### EXTRACT PROVIDED
LAYER CAKE (15)

IT'S been at least a week since the latest gang of dodgy, double-dealing East End geezers swaggered into our multiplexes.

So it comes as no surprise that Matthew Vaughn, producer of Lock, Stock & Two Smoking Barrels - the film that ignited the trend - should make his feature film directing debut with Layer Cake.

Smooth-talking, dapper drug dealer X (Daniel Craig) poses as a legitimate businessman to run his lucrative operation, in the hope of one day retiring from his life of crime.

He sees his opportunity to slip silently into the shadows when heavyweight crime boss Jimmy Price (Kenneth Cranham) hires him to locate the drug addict daughter of all-powerful crime boss, Eddie Ryder (Michael Gambon).

X eagerly accepts the job as a simple way to make some easy money and get out of the game.

He also agrees to perform a second favour for Jimmy: to act as a middleman for a huge shipment of ecstasy from small-time criminal Duke (Jamie Forman).

Little does X realise that Duke acquired the drugs by ripping off an Amsterdam drugs cartel.

Then there is the small problem of a renegade Serbian warlord and a sexy blonde called Tammy (Sienna Miller), who sets X's pulse racing.

Getting out of the drugs business without incurring the wrath of Jimmy's softly spoken right-hand man, Gene (Colm Meaney), might be more perilous than X first thought.

Layer Cake delves into London's criminal underbelly as many films - most notably Guy Richie's Lock, Stock - have done before.

But this time the whole tone is different. Instead of the brash, street-smart lads of earlier films we have a more measured production and Vaughn's direction is crisp and uncluttered.

Craig also stands head and shoulders above the rest as the leading man. The promise of his earlier films finally comes to fruition and he gives us not just another hoodlum trying to go straight, but a more complex individual with dreams of his own.

If there are any quibbles, they come with the somewhat unsatisfying ending, but that does not detract from the fact that this is one of the classiest films to come out of Britain this year.

### ACTIVITY
Please rewrite the Layer Cake review from "IT'S been at" up to and including "Ryder (Michael Gambon).", renaming "drug dealer" as "narcotics trafficker".

### GIVEN DATA

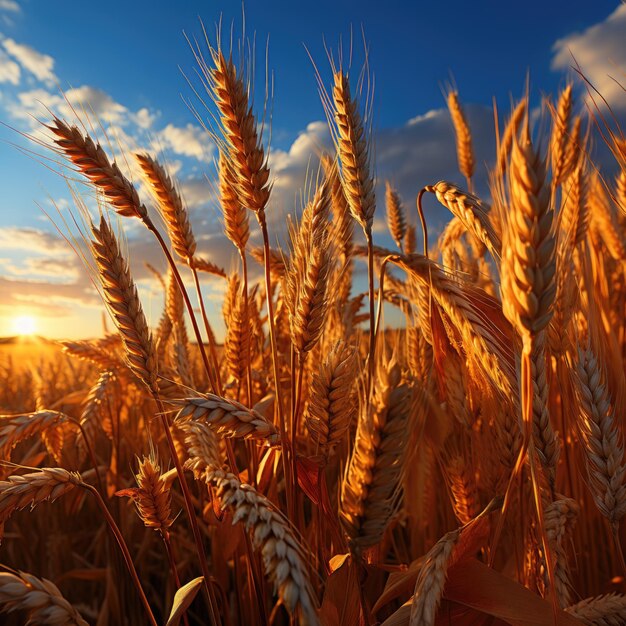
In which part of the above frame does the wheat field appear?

### EXERCISE ANSWER
IT'S been at least a week since the latest gang of dodgy, double-dealing East End geezers swaggered into our multiplexes.

So it comes as no surprise that Matthew Vaughn, producer of Lock, Stock & Two Smoking Barrels - the film that ignited the trend - should make his feature film directing debut with Layer Cake.

Smooth-talking, dapper narcotics trafficker X (Daniel Craig) poses as a legitimate businessman to run his lucrative operation, in the hope of one day retiring from his life of crime.

He sees his opportunity to slip silently into the shadows when heavyweight crime boss Jimmy Price (Kenneth Cranham) hires him to locate the drug addict daughter of all-powerful crime boss, Eddie Ryder (Michael Gambon).